- _Your instructions_:
Retype the whole listing below precisely.

- _Available data_:

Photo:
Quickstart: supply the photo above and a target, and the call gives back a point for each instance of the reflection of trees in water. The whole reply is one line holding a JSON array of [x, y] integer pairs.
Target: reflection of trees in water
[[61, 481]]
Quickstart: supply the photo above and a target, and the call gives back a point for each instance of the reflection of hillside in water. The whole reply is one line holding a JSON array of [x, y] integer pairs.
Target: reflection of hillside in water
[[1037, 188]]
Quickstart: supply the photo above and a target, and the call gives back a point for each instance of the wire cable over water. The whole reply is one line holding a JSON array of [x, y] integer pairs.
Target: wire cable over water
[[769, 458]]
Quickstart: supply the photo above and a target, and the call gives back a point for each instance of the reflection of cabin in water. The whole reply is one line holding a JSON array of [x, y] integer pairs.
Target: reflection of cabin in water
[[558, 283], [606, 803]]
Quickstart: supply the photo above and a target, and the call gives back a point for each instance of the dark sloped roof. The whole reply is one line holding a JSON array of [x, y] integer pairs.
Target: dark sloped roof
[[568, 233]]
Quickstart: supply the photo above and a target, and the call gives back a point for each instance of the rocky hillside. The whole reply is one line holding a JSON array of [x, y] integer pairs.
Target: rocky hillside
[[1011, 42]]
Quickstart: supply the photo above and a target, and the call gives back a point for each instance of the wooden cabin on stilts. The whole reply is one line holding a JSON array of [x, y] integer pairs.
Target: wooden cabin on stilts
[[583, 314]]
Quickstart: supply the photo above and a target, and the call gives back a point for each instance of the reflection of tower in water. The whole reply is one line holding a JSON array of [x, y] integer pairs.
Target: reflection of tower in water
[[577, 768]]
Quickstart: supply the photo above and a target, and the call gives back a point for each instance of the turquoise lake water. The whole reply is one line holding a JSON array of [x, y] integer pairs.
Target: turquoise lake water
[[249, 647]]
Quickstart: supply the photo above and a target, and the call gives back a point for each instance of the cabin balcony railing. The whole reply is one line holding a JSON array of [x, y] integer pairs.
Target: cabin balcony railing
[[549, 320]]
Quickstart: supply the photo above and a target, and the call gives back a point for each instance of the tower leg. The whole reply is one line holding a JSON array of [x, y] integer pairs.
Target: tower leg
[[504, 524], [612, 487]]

- _Answer below_:
Photo:
Quickstart: supply the photo above and a target, and the call gives back a point for each instance of the reflection of trees in water. The whole reply is one line holding a JSON array of [x, y] integer pairs.
Target: reflection of trees in water
[[61, 481]]
Quickstart: supply the photo above and a target, and the call gives back a point for each instance of the reflection of hillside in water. The whole reply is one line holding a JSON array of [x, y] integer pairs.
Target: reflection of hillside in water
[[1037, 188]]
Quickstart: supply the photo above and a target, and the call gives back a point for each instance of the wire cable over water. The whole reply is one line holding a JSON array of [x, y] integer pairs.
Target: wire cable over water
[[769, 458]]
Quickstart: supply the photo above and a target, and the call gives back a point for each instance of the reflection of cabin in water. The whole reply is one line holding a JSON array of [x, y] integer pairs.
Target: reflection of cabin in water
[[558, 283], [606, 803]]
Quickstart: supply the photo above and a target, and the call gives back a point for each instance of the dark sloped roof. The whole reply is one line holding a JSON array of [x, y] integer pairs.
Target: dark sloped roof
[[568, 233]]
Quickstart: supply the photo above and a target, and the call gives back a point for each instance of the rocky hillside. The whole reply is one line holding a JSON array of [x, y] integer pairs.
Target: rocky hillside
[[1011, 42]]
Quickstart: supply the photo above and a target, and the call gives back a point for each instance of the wooden cabin on stilts. The whole reply is one line holding a JSON array of [x, y] integer pairs.
Target: wooden cabin on stilts
[[583, 314]]
Quickstart: supply the photo above and a target, and the call gives back a point for each instance of the reflection of tower in water. The whole reply is one line holding a JSON array of [x, y] integer pairs.
Target: reflection of tower in water
[[577, 768]]
Quickstart: supply the photo above and a target, and the call gives back a point for each instance of the turquoise lake water. The whole reply is one line holding a JSON array of [x, y] integer pairs.
Target: turquoise lake water
[[249, 647]]
Quickstart: supply the photo above and a target, and the call gives back a point for each instance of the cabin balcony railing. The whole reply is one line holding a JSON array of [x, y] integer pairs.
Target: cabin balcony railing
[[549, 320]]
Quickstart: supply the photo above and a target, and the call gives back a point for each instance of the tower leg. The whole reply is one line holding a JSON array of [x, y] integer pairs.
Target: tower leg
[[504, 524], [612, 487]]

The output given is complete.